Given exercise a – Edit the part of the setup instructions that opens with the words containing "Set up the GPU" and closes with "your specific requirements.", changing "queue manager" to "job scheduler".

To execute the GPU accelerator script, follow these steps:

Set up the GPU server environment with the necessary dependencies, including
pyzmq, xrt and underlying dependencies (numpy, scipy, matplotlib, pyopencl).
Start the server script, either as a standalone process or in conjunction with
the queue manager, based on your specific requirements.

Ensure that the *client* Python script is configured to connect to the correct
server (or queue manager) address and port:

``targetOpenCL="GPU_SERVER_ADDRESS:15559"``


"""

__author__ = "Roman Chernikov, Konstantin Klementiev"
__date__ = "6 Jul 2023"

import zmq
import sys
import os; sys.path.append(os.path.join('..', '..', '..'))  # analysis:ignore
import numpy as np
import xrt.backends.raycing as raycing
import xrt.backends.raycing.myopencl as mcl
from xrt.backends.raycing.oes import OE
import pickle
from datetime import datetime

raycing._VERBOSITY_ = 80
PYVERSION = int(sys.version[0])

# Please specify here the OpenCL device installed on the server
targetOpenCL = 'GPU'

# Replace 'localhost' with queue manager address if not on the same machine
# if qmAddress is None, the server will work in standalone mode
qmAddress = 'localhost'


def send_zipped_pickle(socket, obj, flags=0, protocol=2):
    """pickle an object and zip the pickle before sending it"""

Mask labeling listing
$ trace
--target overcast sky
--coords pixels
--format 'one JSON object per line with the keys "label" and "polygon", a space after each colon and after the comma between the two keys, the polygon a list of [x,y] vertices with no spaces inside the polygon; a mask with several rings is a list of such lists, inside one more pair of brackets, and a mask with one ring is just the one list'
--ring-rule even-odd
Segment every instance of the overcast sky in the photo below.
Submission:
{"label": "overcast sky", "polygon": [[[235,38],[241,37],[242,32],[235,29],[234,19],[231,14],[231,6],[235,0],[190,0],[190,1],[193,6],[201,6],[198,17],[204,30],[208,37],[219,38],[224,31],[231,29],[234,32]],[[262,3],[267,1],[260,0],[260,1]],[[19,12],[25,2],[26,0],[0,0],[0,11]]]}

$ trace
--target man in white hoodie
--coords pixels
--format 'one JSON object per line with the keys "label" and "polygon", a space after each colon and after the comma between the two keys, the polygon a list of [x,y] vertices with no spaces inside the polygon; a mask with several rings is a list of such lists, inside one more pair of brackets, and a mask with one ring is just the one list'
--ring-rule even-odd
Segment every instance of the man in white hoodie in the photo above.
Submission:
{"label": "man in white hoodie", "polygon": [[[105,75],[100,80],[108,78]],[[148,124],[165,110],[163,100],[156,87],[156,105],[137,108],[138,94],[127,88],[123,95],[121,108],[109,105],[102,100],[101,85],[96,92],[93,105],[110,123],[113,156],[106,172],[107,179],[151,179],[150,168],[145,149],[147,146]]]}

Given exercise b – Convert the mask labeling listing above into a two-column CSV with the columns "instruction" and "answer", one row for each segmentation instruction in it. Put each value in one quoted field and turn any line breaks into spaces.

Response a –
Set up the GPU server environment with the necessary dependencies, including
pyzmq, xrt and underlying dependencies (numpy, scipy, matplotlib, pyopencl).
Start the server script, either as a standalone process or in conjunction with
the job scheduler, based on your specific requirements.

Response b –
instruction,answer
"$ trace --target overcast sky --coords pixels --format 'one JSON object per line with the keys ""label"" and ""polygon"", a space after each colon and after the comma between the two keys, the polygon a list of [x,y] vertices with no spaces inside the polygon; a mask with several rings is a list of such lists, inside one more pair of brackets, and a mask with one ring is just the one list' --ring-rule even-odd Segment every instance of the overcast sky in the photo below. Submission:","{""label"": ""overcast sky"", ""polygon"": [[[235,38],[241,37],[242,32],[235,29],[234,19],[231,14],[231,6],[235,0],[190,0],[190,1],[193,6],[201,6],[198,17],[204,30],[208,37],[219,38],[224,31],[231,29],[234,32]],[[262,3],[267,1],[260,0],[260,1]],[[19,12],[25,2],[26,0],[0,0],[0,11]]]}"
"$ trace --target man in white hoodie --coords pixels --format 'one JSON object per line with the keys ""label"" and ""polygon"", a space after each colon and after the comma between the two keys, the polygon a list of [x,y] vertices with no spaces inside the polygon; a mask with several rings is a list of such lists, inside one more pair of brackets, and a mask with one ring is just the one list' --ring-rule even-odd Segment every instance of the man in white hoodie in the photo above. Submission:","{""label"": ""man in white hoodie"", ""polygon"": [[[105,75],[100,80],[108,78]],[[148,124],[165,110],[163,100],[156,87],[156,105],[137,108],[138,94],[127,88],[123,95],[121,108],[109,105],[102,100],[101,85],[96,92],[93,105],[110,123],[113,156],[106,172],[107,179],[151,179],[150,168],[145,149],[147,146]]]}"